II. Beschlussfassung

Der Landtag stellt fest:

  • Um mindestens das erreichte Niveau bei der Schüler-Lehrer-Relation zu halten, droht angesichts der bisherigen Planung von Schwarz-Grün in den kommenden Jahren eine Lücke von mehr als 6.000 Lehrkräften. Bezieht man den Ukraine-Effekt mit ein, erhöht sich der Bedarf an zusätzlichen Lehrkräften nochmals. Die von Schwarz-Grün angekündigten 10.000 zusätzlichen Lehrerstellen sind daher nicht annähernd ausreichend, den Bedarf zu decken. Tatsächlich fehlen vermutlich mindestens 17.000 Stellen.
  • Angesichts dieser drohenden Lücke ist eine transparente und ambitionierte Bedarfs- und Stellenplanung und eine gezielte Strategie zur qualifizierten Besetzung der Stellen dringend geboten.
  • Nordrhein-Westfallen braucht eine umfassende Lehrerstellenbesetzungsoffensive, um allen potenziellen Lehrkräften ein Angebot zu machen, sich qualifiziert und nachhaltig im Schuldienst einzubringen.

Der Landtag fordert die Landesregierung auf,

  • Anpassungen bei der Einstiegsbesoldung für alle Lehrkräfte zügig umzusetzen.
  • den Zugang zum Seiteneinstieg transparenter zu gestalten. • den Zugang zum Seiteneinstieg zu erleichtern und attraktiver zu machen.
  • die Einstellungsverfahren sowohl für Lehrkräfte, als auch die weiteren Berufsgruppen an den Schulen, einfacher und flexibler zu gestalten. Das Land muss jederzeit nach Bedarf einstellen. Nicht besetzte Stellen müssen dazu erhalten bleiben.
  • mit passenden Qualifizierungs- und Weiterbildungsmaßnahmen den Eintritt sowie Verbleib im Schuldienst attraktiver zu machen.

- - -

Zu erledigen:
**a)** Fasse den Text zum Lehrermangel in zwei Sätzen zusammen.
**b)** Schreibe die Zeilen vom Beginn der Daten bis einschließlich der Zeile mit „positive clicks: (211, 316) (269, 298)“ unverändert ab. Lass dabei die Bilder weg.

Vorliegende Daten:
- - -

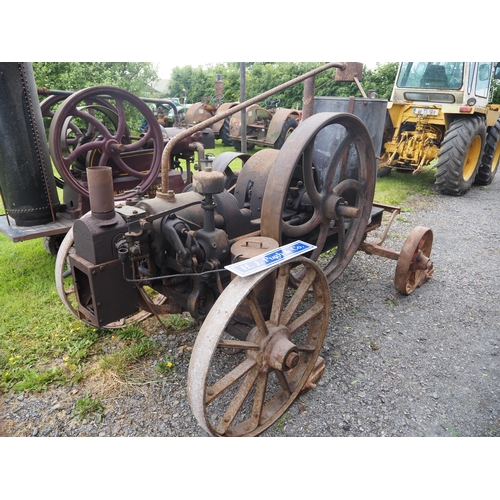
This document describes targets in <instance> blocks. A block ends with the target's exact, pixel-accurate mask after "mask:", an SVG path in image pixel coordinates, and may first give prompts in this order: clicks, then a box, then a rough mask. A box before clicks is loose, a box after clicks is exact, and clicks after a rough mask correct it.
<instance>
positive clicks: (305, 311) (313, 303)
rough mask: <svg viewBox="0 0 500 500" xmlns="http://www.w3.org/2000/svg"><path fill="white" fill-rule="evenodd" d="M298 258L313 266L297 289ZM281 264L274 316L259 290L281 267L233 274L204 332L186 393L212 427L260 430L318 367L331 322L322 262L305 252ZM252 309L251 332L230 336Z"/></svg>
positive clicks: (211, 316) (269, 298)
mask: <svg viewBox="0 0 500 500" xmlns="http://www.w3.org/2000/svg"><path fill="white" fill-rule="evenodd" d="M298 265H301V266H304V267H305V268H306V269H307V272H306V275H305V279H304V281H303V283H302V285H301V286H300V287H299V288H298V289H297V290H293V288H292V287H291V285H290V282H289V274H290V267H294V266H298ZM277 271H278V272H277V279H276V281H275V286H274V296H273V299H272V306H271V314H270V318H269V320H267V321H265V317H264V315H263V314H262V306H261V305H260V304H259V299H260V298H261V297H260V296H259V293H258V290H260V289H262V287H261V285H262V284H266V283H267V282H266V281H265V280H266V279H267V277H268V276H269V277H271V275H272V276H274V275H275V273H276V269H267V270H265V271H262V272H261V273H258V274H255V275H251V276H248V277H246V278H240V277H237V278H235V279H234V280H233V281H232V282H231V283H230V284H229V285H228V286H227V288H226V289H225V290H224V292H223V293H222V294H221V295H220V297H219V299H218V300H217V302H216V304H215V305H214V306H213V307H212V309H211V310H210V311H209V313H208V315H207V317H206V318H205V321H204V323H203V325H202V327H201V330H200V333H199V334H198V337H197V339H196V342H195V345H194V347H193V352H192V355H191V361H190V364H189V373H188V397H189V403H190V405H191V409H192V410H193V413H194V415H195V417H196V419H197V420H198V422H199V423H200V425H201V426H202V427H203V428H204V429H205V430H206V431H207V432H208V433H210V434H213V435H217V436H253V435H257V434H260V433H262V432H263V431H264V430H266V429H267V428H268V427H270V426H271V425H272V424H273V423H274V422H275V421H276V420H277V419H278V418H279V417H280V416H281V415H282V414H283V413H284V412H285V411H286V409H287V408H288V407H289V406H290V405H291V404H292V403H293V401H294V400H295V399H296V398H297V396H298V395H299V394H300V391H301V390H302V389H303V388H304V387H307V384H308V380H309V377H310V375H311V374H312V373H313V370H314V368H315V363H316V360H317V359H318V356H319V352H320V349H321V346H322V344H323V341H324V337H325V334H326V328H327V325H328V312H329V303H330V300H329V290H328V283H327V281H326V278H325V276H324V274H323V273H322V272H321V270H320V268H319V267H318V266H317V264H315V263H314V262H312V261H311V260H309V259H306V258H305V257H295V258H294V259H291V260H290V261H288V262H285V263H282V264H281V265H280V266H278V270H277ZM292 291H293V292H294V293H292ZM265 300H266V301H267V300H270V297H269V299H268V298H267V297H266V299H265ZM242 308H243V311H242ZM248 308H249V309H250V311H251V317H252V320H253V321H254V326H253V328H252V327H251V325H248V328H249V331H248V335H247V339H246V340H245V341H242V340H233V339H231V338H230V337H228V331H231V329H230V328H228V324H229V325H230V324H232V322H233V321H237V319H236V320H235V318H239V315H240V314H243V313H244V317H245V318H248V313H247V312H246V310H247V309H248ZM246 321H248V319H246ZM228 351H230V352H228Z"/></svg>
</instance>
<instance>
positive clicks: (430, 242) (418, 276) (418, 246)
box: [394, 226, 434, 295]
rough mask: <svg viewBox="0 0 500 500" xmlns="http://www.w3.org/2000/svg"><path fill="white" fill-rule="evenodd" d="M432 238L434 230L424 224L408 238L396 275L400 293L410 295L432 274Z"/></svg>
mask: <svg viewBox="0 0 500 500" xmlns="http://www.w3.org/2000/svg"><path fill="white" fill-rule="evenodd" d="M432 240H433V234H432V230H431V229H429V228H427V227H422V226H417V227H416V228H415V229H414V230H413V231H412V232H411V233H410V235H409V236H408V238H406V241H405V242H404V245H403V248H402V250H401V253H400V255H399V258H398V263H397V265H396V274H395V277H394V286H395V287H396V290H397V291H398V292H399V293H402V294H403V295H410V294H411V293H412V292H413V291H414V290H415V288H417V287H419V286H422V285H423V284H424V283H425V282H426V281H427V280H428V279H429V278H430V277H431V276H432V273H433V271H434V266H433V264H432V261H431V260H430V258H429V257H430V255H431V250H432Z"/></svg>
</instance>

- - -

Lösungen:
**a)** Der Landtag stellt fest, dass in den kommenden Jahren eine Lücke von mehr als 6.000 Lehrkräften droht, die angekündigten 10.000 zusätzlichen Lehrerstellen nicht annähernd ausreichen und vermutlich mindestens 17.000 Stellen fehlen. Zudem fordert er die Landesregierung unter anderem auf, die Einstiegsbesoldung anzupassen, den Seiteneinstieg zu erleichtern, die Einstellungsverfahren zu vereinfachen und den Schuldienst durch Qualifizierungs- und Weiterbildungsmaßnahmen attraktiver zu machen.

**b)**
This document describes targets in <instance> blocks. A block ends with the target's exact, pixel-accurate mask after "mask:", an SVG path in image pixel coordinates, and may first give prompts in this order: clicks, then a box, then a rough mask. A box before clicks is loose, a box after clicks is exact, and clicks after a rough mask correct it.
<instance>
positive clicks: (305, 311) (313, 303)
rough mask: <svg viewBox="0 0 500 500" xmlns="http://www.w3.org/2000/svg"><path fill="white" fill-rule="evenodd" d="M298 258L313 266L297 289ZM281 264L274 316L259 290L281 267L233 274L204 332L186 393L212 427L260 430L318 367L331 322L322 262L305 252ZM252 309L251 332L230 336Z"/></svg>
positive clicks: (211, 316) (269, 298)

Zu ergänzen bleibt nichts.